**WHAT YOU ARE ASKED TO DO**.
Pick out every line below that contains the word "tire" and copy each one.

Records from a dataset

══════

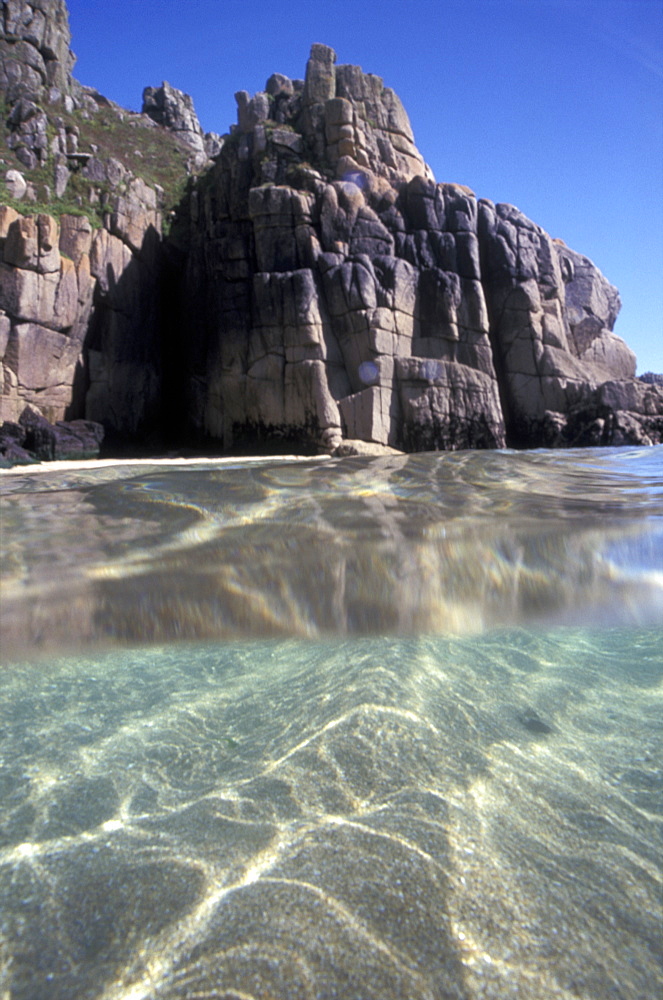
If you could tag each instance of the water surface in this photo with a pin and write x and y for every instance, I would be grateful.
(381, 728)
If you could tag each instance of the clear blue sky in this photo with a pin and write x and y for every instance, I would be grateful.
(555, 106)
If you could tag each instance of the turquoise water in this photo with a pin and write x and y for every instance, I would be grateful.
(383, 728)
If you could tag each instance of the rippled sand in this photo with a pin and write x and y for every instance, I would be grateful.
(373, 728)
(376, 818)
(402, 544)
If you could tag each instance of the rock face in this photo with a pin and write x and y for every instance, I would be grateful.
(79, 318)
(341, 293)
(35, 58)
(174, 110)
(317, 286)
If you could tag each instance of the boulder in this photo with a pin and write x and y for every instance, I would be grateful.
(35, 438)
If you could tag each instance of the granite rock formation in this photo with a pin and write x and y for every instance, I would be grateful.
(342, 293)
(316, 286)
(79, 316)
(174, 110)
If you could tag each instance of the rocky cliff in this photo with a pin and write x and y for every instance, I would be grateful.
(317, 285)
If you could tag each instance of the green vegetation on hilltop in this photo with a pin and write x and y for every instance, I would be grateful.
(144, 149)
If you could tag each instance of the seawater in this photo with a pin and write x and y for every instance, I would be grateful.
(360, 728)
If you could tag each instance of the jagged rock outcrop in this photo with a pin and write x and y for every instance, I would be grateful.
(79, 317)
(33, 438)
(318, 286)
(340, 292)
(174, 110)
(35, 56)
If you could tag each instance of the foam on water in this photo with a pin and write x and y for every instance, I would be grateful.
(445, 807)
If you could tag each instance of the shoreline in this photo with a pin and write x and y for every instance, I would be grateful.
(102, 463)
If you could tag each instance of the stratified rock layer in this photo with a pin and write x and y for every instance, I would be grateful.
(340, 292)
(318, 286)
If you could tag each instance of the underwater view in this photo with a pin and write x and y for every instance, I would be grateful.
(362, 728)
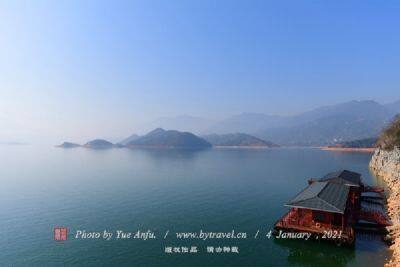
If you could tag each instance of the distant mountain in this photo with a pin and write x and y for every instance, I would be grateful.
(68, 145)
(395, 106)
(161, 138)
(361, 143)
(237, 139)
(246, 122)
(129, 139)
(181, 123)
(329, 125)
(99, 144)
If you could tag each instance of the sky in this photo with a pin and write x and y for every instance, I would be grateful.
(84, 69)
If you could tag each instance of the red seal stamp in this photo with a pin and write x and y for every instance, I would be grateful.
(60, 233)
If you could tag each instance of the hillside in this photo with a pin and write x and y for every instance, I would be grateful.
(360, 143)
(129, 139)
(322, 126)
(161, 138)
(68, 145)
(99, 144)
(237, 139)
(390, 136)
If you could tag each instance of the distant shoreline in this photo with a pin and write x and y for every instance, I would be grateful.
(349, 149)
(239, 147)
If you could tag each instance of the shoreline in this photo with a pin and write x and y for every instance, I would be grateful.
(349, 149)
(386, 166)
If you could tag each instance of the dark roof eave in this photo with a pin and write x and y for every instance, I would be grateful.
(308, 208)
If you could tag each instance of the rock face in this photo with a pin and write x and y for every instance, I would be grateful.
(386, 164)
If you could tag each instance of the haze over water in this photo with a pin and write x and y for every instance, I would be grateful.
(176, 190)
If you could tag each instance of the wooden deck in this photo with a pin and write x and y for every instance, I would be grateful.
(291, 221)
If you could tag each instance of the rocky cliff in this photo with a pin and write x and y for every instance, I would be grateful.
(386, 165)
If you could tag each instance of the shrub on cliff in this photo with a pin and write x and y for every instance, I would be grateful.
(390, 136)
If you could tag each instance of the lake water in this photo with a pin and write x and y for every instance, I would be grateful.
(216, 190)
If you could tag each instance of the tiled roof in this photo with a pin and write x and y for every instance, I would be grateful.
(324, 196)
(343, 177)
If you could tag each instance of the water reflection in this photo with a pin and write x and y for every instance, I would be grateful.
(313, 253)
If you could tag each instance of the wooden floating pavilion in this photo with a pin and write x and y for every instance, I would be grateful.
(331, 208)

══════

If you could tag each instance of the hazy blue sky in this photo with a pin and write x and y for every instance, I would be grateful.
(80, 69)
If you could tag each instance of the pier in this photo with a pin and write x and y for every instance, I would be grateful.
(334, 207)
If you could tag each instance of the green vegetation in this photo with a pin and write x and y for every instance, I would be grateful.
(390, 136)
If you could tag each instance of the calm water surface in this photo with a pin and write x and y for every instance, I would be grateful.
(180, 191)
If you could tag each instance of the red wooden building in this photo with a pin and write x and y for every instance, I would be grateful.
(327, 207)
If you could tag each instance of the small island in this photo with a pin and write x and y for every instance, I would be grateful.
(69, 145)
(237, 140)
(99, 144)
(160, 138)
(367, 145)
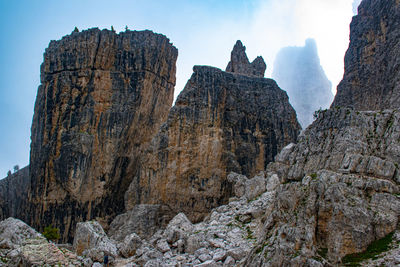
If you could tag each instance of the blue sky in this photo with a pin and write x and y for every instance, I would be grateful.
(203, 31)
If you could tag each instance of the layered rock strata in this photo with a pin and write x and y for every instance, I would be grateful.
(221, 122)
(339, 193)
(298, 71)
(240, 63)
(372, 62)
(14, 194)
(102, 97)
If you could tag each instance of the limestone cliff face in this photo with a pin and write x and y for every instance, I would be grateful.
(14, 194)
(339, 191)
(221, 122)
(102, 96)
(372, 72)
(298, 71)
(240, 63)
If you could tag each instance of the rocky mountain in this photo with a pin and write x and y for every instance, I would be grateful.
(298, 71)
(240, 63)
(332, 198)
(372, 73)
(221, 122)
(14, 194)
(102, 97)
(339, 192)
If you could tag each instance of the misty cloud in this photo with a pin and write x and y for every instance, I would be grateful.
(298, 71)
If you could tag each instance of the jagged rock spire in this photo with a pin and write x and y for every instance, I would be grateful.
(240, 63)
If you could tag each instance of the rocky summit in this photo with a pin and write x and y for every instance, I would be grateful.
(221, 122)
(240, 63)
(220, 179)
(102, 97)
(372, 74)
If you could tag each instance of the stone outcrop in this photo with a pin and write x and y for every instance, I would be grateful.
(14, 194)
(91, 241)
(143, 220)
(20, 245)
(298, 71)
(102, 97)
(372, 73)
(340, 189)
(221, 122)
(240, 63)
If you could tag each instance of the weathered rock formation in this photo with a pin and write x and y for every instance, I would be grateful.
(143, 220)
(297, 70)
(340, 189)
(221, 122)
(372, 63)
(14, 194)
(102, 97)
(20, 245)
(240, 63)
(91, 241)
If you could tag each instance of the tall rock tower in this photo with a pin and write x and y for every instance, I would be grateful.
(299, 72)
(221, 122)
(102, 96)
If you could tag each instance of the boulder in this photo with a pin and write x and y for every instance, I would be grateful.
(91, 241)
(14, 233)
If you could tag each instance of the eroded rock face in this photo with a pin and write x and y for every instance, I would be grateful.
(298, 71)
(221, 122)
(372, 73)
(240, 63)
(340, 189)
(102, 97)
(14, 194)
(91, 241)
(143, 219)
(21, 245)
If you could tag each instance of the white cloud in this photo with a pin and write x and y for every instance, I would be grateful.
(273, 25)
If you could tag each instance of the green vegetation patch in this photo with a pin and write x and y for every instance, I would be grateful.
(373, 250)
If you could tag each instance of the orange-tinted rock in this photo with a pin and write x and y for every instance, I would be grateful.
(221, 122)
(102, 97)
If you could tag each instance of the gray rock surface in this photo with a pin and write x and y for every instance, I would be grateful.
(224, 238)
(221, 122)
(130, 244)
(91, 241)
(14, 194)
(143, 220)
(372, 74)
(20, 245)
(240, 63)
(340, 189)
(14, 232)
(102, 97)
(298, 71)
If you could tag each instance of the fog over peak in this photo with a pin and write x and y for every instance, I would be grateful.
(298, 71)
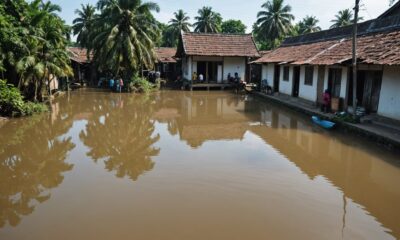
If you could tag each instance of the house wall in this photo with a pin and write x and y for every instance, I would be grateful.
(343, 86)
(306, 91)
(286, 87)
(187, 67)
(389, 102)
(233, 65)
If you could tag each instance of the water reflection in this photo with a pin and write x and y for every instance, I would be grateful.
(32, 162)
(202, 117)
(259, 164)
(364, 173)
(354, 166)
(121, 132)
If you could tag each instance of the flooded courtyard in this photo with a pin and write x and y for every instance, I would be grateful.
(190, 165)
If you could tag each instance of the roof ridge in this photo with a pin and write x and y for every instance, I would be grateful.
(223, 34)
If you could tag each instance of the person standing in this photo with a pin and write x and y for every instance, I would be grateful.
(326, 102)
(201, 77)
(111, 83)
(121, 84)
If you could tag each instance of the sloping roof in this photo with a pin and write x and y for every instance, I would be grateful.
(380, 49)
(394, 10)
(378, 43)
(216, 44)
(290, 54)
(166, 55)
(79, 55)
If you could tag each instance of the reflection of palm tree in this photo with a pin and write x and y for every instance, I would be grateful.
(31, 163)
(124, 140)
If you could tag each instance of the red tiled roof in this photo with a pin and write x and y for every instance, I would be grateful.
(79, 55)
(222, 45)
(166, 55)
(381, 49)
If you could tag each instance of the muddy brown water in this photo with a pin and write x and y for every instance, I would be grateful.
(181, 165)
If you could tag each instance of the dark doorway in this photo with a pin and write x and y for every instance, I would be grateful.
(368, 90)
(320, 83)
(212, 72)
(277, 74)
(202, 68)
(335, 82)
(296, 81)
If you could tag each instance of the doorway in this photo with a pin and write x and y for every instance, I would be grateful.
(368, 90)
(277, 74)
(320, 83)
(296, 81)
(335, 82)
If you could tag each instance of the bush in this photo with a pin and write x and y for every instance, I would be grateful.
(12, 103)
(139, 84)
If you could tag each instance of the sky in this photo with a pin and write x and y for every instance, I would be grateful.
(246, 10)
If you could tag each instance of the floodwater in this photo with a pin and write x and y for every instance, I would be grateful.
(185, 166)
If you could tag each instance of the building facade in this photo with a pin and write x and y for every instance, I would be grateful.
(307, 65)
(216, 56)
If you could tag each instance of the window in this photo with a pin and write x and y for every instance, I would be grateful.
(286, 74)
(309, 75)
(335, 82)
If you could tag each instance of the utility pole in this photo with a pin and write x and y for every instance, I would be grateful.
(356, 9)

══════

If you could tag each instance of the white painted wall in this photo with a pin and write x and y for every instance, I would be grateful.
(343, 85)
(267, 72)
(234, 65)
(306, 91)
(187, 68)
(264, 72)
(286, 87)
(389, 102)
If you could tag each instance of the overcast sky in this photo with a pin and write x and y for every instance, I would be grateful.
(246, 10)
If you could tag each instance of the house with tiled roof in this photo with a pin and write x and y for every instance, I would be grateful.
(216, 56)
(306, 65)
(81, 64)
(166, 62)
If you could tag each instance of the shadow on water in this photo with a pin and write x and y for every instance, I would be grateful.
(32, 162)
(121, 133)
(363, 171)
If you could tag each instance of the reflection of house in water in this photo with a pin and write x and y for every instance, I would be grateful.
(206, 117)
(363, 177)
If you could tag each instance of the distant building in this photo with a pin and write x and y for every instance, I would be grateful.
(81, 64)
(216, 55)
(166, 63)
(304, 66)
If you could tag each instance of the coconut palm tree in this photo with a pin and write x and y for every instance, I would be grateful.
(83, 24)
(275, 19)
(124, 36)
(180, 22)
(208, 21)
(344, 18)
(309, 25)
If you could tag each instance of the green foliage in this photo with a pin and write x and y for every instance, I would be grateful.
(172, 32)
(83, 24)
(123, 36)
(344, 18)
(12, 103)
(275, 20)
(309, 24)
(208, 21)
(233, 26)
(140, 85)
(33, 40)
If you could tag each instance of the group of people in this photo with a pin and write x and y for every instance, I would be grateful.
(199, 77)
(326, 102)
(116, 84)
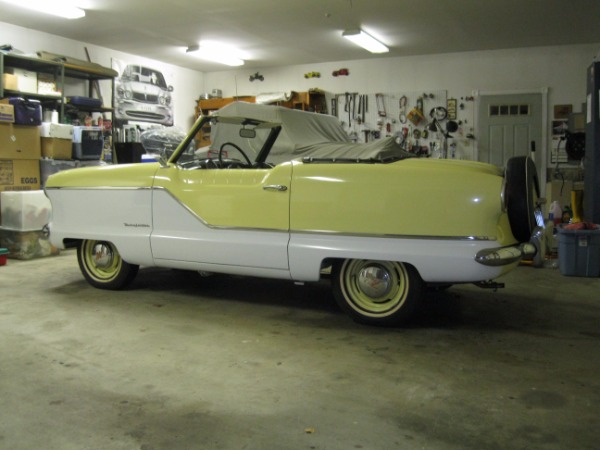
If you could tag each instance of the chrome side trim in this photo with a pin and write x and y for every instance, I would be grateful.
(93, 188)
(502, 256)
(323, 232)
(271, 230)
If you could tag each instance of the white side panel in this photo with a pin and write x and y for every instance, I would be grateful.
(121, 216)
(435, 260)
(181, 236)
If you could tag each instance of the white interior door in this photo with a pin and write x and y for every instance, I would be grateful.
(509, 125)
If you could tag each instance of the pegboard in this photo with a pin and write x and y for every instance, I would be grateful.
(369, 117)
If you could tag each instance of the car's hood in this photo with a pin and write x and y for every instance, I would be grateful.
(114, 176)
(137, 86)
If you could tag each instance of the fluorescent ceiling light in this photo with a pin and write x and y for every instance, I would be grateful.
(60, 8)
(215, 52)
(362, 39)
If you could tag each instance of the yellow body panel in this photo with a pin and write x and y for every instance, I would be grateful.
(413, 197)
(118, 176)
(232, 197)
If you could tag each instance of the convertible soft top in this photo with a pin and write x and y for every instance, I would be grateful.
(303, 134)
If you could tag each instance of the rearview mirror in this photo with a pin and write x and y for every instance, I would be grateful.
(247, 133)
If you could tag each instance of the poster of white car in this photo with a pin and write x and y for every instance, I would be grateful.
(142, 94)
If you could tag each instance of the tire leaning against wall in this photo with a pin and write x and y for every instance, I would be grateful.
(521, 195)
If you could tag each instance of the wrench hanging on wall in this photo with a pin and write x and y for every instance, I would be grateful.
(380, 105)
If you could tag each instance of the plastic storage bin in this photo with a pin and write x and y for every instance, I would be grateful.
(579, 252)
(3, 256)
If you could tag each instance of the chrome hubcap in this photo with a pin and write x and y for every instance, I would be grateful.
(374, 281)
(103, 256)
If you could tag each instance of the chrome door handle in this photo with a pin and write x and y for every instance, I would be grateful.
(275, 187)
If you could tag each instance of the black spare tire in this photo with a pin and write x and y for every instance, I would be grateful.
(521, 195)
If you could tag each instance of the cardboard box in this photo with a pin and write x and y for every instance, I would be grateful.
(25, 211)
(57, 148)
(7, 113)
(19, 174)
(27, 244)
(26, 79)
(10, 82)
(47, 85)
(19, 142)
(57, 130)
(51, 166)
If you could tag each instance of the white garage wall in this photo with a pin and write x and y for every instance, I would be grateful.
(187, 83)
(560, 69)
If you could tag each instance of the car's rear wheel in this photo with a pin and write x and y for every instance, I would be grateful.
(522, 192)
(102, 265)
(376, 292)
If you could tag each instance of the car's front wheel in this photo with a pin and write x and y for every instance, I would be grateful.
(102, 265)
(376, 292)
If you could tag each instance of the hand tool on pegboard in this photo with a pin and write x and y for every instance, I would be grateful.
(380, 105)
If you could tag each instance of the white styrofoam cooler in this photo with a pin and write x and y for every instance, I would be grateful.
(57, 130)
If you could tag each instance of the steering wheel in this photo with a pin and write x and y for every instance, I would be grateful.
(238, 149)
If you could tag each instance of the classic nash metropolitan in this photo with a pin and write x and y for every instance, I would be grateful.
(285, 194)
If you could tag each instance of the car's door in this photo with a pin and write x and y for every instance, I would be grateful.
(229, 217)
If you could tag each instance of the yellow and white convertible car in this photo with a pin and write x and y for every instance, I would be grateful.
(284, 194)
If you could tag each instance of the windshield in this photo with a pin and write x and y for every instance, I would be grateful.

══════

**RESULT OF THIS EXERCISE**.
If you could tag each instance of the tire leaning against wall in this photo with a pin and write x and y for every instance, I would be grateful.
If you could tag each instance of the black spare tire in this photo with a pin and write x and y for every instance, I would be grateful.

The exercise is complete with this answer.